● What is expected: Each entry should be quoted word for word, including every mark of punctuation.

● Excerpted records:
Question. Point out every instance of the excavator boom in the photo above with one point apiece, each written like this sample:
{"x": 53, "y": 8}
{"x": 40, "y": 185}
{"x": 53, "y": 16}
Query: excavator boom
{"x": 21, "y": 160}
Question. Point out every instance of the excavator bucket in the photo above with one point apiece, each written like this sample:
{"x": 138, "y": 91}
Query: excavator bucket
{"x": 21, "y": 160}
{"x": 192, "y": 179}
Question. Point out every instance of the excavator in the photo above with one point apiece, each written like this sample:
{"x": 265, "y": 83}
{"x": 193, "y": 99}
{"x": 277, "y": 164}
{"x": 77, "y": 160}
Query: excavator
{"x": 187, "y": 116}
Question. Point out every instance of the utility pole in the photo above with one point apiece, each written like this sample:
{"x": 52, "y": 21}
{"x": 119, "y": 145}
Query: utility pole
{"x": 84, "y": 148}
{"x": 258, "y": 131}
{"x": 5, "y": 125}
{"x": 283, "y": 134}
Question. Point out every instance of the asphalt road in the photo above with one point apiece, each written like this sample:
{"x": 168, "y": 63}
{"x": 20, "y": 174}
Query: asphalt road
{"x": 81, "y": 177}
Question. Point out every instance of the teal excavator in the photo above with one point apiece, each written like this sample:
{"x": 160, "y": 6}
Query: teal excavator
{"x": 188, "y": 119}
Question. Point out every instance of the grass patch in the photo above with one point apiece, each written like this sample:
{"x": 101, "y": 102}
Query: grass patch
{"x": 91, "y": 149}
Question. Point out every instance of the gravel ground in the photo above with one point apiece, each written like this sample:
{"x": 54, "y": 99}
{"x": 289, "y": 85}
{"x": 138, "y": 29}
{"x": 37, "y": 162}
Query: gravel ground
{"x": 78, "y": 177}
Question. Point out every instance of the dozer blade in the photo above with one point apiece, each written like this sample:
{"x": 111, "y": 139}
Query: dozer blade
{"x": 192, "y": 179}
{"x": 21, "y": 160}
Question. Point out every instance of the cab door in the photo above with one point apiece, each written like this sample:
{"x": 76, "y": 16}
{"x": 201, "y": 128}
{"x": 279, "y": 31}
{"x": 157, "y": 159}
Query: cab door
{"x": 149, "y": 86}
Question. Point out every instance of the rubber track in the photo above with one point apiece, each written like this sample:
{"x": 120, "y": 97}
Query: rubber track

● Full output:
Question. Point out every instance of the excavator boom in the photo above with one point apiece, each written like this sample:
{"x": 53, "y": 8}
{"x": 40, "y": 185}
{"x": 53, "y": 16}
Query: excavator boom
{"x": 21, "y": 160}
Question. Point out every instance of the excavator bucket in the photo above with one point apiece, each written like this sample:
{"x": 138, "y": 91}
Query: excavator bucket
{"x": 21, "y": 160}
{"x": 192, "y": 179}
Question. Point out every instance of the excavator in the photo above with one point apiece, each written like this sample:
{"x": 265, "y": 83}
{"x": 193, "y": 99}
{"x": 277, "y": 164}
{"x": 77, "y": 160}
Query: excavator
{"x": 187, "y": 116}
Question. Point out every instance of the utility pole in the photo above with one point apiece, each written like this sample:
{"x": 52, "y": 21}
{"x": 119, "y": 145}
Query: utility pole
{"x": 84, "y": 148}
{"x": 258, "y": 131}
{"x": 5, "y": 125}
{"x": 283, "y": 134}
Question. Point out every instance of the asphalt road in the photo above with one point apiece, each written like this sample:
{"x": 168, "y": 63}
{"x": 20, "y": 174}
Query: asphalt road
{"x": 81, "y": 177}
Question. Point out every instance of the teal excavator in the photo above with one point apiece, each written like this sample:
{"x": 160, "y": 6}
Query: teal excavator
{"x": 188, "y": 119}
Question. Point out every instance of the grass patch in the photo above with one point apiece, each written like this sample:
{"x": 101, "y": 102}
Query: grass patch
{"x": 91, "y": 149}
Question. Point out every instance of the gravel ground in the photo above with one point apiece, each written like this sample:
{"x": 54, "y": 99}
{"x": 289, "y": 85}
{"x": 138, "y": 29}
{"x": 37, "y": 162}
Query: gravel ground
{"x": 78, "y": 177}
Question. Point out every instance of the dozer blade in the photo above with one point apiece, each written like this sample:
{"x": 111, "y": 139}
Query: dozer blade
{"x": 192, "y": 179}
{"x": 21, "y": 160}
Question. Point out every instance of the cab door in the photo above with one point apiece, each written like this sample:
{"x": 76, "y": 16}
{"x": 201, "y": 128}
{"x": 279, "y": 31}
{"x": 157, "y": 159}
Query: cab door
{"x": 149, "y": 86}
Question. Point out every instance of the rubber track in the photo above with one point apiece, each written like this sample:
{"x": 120, "y": 97}
Query: rubber track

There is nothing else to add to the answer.